*Task description*:
Reproduce the records below exactly, with nothing altered.

*Materials provided*:
________________________

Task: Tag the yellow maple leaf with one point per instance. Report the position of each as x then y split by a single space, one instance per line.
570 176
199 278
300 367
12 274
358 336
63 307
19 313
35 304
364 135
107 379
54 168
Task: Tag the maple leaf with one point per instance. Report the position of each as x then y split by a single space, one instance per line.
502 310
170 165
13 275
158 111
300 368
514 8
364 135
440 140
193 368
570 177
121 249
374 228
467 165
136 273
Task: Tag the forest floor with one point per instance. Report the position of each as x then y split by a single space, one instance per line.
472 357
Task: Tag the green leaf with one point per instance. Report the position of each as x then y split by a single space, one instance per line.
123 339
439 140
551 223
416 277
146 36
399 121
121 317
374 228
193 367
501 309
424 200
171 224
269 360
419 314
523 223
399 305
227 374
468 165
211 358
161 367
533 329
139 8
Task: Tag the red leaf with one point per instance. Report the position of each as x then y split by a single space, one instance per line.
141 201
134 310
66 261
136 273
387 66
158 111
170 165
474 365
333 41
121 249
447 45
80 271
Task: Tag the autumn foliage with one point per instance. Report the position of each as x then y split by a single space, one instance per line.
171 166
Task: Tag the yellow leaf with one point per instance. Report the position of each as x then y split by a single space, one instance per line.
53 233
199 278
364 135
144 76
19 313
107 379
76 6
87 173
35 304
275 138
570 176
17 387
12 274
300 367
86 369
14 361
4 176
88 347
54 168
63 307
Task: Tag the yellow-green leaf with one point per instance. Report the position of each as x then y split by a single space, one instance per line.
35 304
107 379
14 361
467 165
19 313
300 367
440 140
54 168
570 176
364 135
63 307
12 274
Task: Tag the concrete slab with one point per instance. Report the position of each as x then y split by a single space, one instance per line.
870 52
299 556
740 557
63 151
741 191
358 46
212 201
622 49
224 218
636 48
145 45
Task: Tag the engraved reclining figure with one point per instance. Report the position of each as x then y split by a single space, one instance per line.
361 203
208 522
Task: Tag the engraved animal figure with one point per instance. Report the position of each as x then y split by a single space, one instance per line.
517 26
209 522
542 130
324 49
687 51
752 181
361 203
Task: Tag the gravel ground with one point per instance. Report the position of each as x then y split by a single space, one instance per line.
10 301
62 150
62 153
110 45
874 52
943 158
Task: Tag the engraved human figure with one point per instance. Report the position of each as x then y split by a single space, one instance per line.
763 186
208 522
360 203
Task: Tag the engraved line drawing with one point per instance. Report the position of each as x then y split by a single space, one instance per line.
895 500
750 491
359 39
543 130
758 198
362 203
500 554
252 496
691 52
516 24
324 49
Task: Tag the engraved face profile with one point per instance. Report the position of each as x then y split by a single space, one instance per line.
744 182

________________________

*Task answer*:
Task: Tag the yellow maple leaf with one point per instance. Report the position of each as x then y split by a single space, one instance per line.
570 176
199 278
300 367
12 274
358 336
63 307
19 313
35 304
364 135
107 379
54 168
Task: Tag the maple leaf with one point per instance. Report the position of each as x then y split by a single space, one instance per line.
502 310
170 165
13 275
158 111
300 368
514 8
364 135
440 140
193 368
570 177
121 249
374 228
467 165
136 273
Task: Tag the forest floor with one point per instance. Report the position of each as x then y split by a single space, one instance per line.
472 357
Task: Tag the green leaf with one point per instance. Report the position of each as x then y split by a single space, one instance per line.
123 339
439 140
551 223
416 277
146 36
399 121
121 317
374 228
193 367
501 309
424 200
171 224
269 360
419 314
523 223
399 305
227 374
468 165
211 358
161 367
533 329
139 8
Task: Tag the red leaf with one point per instance. Report the position of each as x then y split by a single space, one instance per line.
141 201
134 310
66 261
136 273
387 66
158 111
170 165
474 365
333 41
121 249
447 45
80 271
Task: Tag the autumn foliage with one point per instance. Report the position of each as x then y split by a single space, one instance per line.
171 166
Task: Tag the yellow leaf with one point per instance. Report the position of each as x then y split by a single space, one instance per line.
53 233
199 278
364 135
144 76
19 313
107 379
76 6
87 173
35 304
275 138
570 176
17 387
12 274
300 367
86 369
14 361
4 176
88 347
54 168
63 307
Task: Tag the yellow-green leaf with one point per instance. Report the position of each as x then y split by a single space, one instance per line.
35 304
107 379
14 361
467 165
19 313
300 367
440 140
54 168
570 176
364 135
63 307
12 274
Task: Tag the concrete slab with one point per instance. Report the position of each as x then y split by a single space, one instance per line.
870 52
299 556
740 557
63 151
741 191
358 46
212 201
622 49
224 218
636 48
145 45
Task: Tag the engraved reclining figure with one point per instance. Report the position of each as x then y split by a single space, one instance per line.
361 203
208 522
Task: Tag the engraved animal figure with one point per instance. Report the position of each as x then y split by a single space, one instance per line.
517 26
209 522
542 130
324 49
687 51
752 181
361 203
Task: Tag the gravel ground with one point per instance. Report the position of each as x then y split by a single space, one instance per line.
10 301
62 150
62 153
110 45
874 52
943 158
Task: Tag the engraved human figure with one point per instance. Report the position of each as x then y split by a single space, one instance per line.
763 186
208 522
360 203
Task: Tag the engraved line drawing with one point per instance. Report the position of each as x then y split by a single space, one instance per line.
895 500
750 491
359 39
543 130
758 198
362 203
500 554
252 496
691 52
516 24
324 49
Task: Tag the engraved face profile with one point per instance. Report the position of each as x then y split by a single space, one instance per line.
744 182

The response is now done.